# PROBLEM
Scan the entries below and extract each line with the word "sofa" in it.

DATASET EXCERPTS below:

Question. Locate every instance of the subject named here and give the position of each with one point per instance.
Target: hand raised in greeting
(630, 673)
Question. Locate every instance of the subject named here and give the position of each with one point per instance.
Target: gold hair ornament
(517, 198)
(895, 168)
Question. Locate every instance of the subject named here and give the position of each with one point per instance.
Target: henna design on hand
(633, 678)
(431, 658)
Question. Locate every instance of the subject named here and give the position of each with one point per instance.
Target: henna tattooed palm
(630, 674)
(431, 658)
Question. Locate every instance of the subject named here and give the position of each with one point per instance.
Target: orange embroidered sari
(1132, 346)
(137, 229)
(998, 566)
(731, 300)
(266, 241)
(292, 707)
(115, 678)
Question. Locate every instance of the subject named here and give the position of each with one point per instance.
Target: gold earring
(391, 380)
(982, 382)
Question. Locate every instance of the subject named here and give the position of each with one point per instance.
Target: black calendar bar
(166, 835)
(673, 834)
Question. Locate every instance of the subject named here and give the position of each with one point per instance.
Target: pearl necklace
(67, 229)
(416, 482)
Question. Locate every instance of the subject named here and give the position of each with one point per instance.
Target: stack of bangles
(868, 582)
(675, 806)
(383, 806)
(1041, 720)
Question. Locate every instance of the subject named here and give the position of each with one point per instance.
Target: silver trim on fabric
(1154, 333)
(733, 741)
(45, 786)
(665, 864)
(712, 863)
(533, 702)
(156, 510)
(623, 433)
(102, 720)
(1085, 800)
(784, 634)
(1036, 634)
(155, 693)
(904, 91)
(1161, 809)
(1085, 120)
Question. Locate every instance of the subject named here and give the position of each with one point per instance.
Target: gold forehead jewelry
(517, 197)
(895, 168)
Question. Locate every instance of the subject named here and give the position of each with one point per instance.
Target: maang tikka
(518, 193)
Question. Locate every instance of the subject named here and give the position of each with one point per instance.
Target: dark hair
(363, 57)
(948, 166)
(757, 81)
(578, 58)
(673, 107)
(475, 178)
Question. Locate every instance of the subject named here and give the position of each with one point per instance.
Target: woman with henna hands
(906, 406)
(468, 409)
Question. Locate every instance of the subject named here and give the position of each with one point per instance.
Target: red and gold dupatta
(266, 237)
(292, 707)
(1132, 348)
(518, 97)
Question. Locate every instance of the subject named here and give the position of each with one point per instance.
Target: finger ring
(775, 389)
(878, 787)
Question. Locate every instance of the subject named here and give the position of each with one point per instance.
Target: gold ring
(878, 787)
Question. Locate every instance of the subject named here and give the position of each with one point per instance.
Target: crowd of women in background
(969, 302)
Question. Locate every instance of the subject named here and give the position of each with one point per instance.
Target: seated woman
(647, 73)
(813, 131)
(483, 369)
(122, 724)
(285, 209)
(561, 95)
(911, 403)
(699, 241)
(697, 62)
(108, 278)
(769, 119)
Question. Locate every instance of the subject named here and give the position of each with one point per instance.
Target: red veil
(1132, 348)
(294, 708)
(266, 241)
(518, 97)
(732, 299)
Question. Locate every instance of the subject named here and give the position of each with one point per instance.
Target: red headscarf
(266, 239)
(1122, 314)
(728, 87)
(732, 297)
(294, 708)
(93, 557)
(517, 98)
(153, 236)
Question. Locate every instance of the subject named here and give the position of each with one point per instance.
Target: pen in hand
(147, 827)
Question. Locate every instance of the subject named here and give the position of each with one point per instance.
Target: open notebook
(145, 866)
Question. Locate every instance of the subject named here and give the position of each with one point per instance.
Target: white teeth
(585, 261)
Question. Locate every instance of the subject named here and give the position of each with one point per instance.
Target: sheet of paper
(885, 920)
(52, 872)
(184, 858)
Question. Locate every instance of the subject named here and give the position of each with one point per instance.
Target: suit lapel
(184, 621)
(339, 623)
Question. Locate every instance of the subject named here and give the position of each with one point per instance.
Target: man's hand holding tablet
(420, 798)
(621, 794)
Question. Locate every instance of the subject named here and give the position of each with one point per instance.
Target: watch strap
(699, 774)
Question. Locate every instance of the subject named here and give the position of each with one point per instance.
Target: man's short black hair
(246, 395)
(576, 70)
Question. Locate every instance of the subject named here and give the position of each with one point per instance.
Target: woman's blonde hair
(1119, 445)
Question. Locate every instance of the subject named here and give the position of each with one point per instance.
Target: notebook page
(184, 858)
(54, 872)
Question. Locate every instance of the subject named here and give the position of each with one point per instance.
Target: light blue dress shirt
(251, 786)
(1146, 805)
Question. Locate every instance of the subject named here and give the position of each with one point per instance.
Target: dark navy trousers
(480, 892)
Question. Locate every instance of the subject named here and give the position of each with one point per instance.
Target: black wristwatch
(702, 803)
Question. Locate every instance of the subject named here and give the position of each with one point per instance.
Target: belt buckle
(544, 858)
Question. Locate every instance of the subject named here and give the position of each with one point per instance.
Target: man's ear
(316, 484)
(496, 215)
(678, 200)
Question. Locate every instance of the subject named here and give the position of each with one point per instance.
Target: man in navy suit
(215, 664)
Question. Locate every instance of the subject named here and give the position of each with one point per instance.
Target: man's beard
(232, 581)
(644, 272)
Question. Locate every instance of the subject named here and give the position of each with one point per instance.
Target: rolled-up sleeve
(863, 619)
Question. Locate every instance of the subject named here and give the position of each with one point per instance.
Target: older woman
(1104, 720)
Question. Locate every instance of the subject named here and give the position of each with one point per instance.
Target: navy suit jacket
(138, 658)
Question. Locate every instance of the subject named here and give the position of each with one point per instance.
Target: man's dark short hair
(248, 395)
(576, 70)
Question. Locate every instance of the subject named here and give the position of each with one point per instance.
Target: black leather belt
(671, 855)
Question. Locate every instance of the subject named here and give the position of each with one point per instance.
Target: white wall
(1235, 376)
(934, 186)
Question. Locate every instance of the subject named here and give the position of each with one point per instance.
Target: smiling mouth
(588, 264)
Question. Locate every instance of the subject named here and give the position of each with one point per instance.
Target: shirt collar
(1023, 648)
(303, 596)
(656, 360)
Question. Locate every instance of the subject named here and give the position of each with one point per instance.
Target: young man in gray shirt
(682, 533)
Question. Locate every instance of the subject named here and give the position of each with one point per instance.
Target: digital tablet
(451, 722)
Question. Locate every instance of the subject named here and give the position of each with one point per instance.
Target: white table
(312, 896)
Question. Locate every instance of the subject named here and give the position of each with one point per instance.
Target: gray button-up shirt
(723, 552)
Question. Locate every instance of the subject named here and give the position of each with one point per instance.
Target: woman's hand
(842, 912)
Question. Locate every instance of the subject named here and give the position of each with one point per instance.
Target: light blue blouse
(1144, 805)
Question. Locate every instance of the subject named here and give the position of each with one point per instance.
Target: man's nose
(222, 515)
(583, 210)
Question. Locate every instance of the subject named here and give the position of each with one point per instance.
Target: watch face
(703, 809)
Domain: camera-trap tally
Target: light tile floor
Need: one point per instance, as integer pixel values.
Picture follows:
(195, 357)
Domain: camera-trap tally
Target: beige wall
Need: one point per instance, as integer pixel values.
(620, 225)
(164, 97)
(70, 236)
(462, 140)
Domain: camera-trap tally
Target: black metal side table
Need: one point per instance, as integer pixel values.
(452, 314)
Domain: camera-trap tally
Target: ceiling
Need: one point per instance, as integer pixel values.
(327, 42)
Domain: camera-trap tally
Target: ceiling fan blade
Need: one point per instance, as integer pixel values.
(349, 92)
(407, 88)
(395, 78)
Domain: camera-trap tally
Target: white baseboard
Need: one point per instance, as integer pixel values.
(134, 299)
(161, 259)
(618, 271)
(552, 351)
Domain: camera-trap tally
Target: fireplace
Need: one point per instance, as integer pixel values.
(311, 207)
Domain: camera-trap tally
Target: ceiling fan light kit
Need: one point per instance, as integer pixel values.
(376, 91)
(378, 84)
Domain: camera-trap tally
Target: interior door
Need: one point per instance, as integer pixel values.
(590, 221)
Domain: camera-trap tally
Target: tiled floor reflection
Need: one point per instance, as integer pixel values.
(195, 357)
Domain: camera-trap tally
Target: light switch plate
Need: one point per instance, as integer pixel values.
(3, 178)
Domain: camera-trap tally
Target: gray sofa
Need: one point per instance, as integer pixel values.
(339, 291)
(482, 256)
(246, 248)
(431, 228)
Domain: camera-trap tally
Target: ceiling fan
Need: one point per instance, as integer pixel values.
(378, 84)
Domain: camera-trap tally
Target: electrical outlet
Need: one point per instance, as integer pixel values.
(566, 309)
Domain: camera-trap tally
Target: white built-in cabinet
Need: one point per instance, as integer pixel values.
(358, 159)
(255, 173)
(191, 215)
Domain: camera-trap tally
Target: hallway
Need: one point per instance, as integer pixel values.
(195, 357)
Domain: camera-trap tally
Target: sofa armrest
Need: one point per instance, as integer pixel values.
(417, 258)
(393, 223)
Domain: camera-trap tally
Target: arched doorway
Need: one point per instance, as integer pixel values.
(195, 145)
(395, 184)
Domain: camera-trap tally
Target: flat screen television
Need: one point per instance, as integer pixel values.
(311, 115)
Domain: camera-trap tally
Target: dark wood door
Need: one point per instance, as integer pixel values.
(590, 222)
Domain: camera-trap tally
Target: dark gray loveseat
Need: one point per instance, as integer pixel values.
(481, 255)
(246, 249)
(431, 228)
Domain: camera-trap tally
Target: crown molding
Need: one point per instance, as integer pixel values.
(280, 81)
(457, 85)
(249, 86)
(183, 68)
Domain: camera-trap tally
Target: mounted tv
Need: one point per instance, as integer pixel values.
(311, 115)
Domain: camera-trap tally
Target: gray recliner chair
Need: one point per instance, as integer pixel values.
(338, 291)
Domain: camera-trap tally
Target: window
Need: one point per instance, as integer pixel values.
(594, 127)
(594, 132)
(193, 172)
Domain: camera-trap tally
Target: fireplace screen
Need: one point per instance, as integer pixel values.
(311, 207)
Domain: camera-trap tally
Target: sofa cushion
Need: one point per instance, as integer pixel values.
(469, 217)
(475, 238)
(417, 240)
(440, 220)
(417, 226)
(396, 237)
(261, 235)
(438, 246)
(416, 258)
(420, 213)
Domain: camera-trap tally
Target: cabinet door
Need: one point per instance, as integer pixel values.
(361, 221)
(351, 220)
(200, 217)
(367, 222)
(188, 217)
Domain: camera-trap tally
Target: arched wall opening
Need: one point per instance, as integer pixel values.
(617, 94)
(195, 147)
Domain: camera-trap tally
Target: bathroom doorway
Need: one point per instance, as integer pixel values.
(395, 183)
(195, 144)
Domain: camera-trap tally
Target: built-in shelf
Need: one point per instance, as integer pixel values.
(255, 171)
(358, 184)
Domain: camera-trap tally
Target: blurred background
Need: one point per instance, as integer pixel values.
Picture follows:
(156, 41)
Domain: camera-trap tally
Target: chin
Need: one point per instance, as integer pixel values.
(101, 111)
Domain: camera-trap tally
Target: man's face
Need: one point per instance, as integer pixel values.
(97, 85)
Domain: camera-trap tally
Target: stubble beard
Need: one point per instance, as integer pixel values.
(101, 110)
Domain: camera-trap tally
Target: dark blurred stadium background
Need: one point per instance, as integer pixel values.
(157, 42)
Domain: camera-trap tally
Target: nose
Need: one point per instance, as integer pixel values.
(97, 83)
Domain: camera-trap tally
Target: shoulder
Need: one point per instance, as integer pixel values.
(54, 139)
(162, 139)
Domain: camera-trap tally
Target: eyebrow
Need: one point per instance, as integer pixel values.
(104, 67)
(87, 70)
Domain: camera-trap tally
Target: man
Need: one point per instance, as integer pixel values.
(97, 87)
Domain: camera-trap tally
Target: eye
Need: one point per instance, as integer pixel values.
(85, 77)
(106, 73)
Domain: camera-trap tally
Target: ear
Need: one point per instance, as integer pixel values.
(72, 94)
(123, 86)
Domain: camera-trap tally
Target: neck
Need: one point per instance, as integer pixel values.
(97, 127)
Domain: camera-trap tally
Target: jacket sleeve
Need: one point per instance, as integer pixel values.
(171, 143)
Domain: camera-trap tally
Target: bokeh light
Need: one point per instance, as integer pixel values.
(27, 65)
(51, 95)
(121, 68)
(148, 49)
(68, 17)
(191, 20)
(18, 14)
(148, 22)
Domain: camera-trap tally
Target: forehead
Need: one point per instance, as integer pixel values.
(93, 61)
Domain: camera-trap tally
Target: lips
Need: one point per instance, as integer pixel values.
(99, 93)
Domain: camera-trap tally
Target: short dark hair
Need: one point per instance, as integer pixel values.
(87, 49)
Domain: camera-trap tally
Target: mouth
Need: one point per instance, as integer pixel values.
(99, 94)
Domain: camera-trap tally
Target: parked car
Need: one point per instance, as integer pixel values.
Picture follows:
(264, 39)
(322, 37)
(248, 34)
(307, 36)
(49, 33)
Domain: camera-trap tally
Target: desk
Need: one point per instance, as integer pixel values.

End of DATASET EXCERPTS.

# EXERCISE ANSWER
Target: gray sofa
Target: sofa armrest
Target: sofa cushion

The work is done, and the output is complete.